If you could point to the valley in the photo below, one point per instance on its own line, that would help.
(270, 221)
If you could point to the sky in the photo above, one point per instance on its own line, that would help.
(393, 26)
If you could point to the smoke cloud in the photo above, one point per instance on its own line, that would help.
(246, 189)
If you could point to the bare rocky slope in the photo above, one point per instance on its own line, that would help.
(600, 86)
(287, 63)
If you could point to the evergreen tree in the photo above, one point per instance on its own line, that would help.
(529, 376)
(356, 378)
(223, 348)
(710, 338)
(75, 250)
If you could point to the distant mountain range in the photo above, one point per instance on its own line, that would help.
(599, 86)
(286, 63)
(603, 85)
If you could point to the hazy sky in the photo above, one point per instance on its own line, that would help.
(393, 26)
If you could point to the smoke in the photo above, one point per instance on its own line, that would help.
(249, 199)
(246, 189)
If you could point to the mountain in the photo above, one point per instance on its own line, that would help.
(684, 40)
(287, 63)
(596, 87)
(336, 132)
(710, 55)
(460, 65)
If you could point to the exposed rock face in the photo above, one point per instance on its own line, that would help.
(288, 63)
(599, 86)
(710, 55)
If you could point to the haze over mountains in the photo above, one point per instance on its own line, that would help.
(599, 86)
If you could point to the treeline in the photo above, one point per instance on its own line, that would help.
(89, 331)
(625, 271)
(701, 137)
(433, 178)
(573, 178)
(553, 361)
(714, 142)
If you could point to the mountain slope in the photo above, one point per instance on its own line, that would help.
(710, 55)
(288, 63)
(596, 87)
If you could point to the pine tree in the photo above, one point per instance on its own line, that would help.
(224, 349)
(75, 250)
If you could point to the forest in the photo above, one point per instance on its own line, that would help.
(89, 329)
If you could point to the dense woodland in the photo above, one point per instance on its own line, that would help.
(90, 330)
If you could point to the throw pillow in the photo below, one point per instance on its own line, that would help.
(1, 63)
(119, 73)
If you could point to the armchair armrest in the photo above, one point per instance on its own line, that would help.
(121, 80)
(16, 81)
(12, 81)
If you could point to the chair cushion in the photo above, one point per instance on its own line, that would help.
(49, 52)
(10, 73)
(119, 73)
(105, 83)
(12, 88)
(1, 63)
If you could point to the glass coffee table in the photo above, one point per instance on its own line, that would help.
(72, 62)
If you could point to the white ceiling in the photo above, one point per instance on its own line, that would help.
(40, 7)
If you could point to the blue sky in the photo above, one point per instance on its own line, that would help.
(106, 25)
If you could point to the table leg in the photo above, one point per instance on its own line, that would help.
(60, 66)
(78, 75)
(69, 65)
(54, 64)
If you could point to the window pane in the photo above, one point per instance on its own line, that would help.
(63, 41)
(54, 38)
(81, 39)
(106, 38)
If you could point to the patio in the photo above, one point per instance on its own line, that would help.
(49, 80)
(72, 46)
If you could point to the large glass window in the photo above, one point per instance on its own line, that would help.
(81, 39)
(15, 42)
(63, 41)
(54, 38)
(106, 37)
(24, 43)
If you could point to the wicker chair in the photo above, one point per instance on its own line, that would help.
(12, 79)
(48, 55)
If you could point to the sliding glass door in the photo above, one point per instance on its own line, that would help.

┄┄┄┄┄┄┄┄┄┄

> [Work to do]: Each line above is to be repeated exactly.

> [Exercise response]:
If you could point to the valley in the photo below, one point per instance on its own line, that would help.
(270, 221)
If you could point to the sky in the photo above, one point per instance on its own line, that would help.
(393, 26)
If you could point to the smoke cloud in the photo above, one point per instance on its own line, that would help.
(246, 189)
If you could point to the bare rocky slope in the photo above, one point per instance on its own line, that would help.
(600, 86)
(287, 63)
If you could point to the evergreen tree in the photo above, one point per instance on its own line, that would help.
(529, 376)
(356, 378)
(223, 348)
(710, 338)
(75, 250)
If you could point to the distant mountain range in the photo above, one point per instance on its own line, that would help.
(599, 86)
(286, 63)
(603, 85)
If you could point to the hazy sky in the photo above, one point per instance on its own line, that would help.
(393, 26)
If you could point to the smoke in the photo above, one point per instance on its own line, that would help.
(249, 199)
(246, 189)
If you could point to the mountain in the photo above, one point per instance on its own line, that would help.
(684, 40)
(287, 63)
(596, 87)
(336, 132)
(710, 55)
(460, 65)
If you could point to the exposed rock face in the photo above, one point per instance on its own line, that would help.
(288, 63)
(599, 86)
(710, 55)
If you could point to the haze over mountains in the photo above, one point per instance on its own line, that would help.
(599, 86)
If you could point to the treeline in the photo above, one point per instance on its own line, that would help.
(89, 331)
(625, 271)
(701, 137)
(433, 178)
(573, 178)
(553, 361)
(714, 142)
If you could point to the mountain slope in the photo above, one point per instance on its own line, that would help.
(710, 55)
(288, 63)
(596, 87)
If you could point to the pine tree in the photo above, one point per instance on its own line, that would help.
(224, 349)
(75, 250)
If you could point to the forest in the photo above, one point per instance on its own line, that would help.
(89, 329)
If you could point to the dense woodland in the photo above, one point per instance on its own line, that would help.
(90, 330)
If you could point to the throw pillow in the photo below, one point per instance on its own line, that would help.
(1, 63)
(119, 73)
If you could point to the armchair armrest in the photo above, one point per instance on its own line, that would help.
(121, 80)
(16, 81)
(12, 81)
If you could point to the chair cushion in the photo above, one point per instance on its own line, that would help.
(49, 52)
(10, 73)
(119, 73)
(105, 83)
(12, 88)
(1, 63)
If you could point to the glass coffee table in the photo above, one point per instance on its own line, that would help.
(72, 62)
If you could point to the white ceiling in the photo above, one point per instance on its own line, that would help.
(40, 7)
If you could point to the blue sky in the photo above, one point per instance on its own line, that would help.
(106, 25)
If you could point to the table leg in the photo above, one point per instance on its own line, that would help.
(60, 66)
(78, 75)
(69, 65)
(54, 64)
If you could point to the window pane in the photo above, one point per instance on its own line, that would help.
(63, 41)
(54, 38)
(81, 39)
(106, 38)
If you could point to the patio in the photo above, one point per instance on its own line, that would help.
(49, 80)
(72, 46)
If you could point to the large glass window in the photo above, one point per instance on its own line, that would help.
(81, 39)
(15, 42)
(63, 41)
(54, 38)
(106, 37)
(24, 43)
If you could point to the wicker chair in the photo above, one point per instance on its own line, that would help.
(12, 79)
(48, 55)
If you could point to the sliding glass door in the photo above, one point per instance on its own line, that would help.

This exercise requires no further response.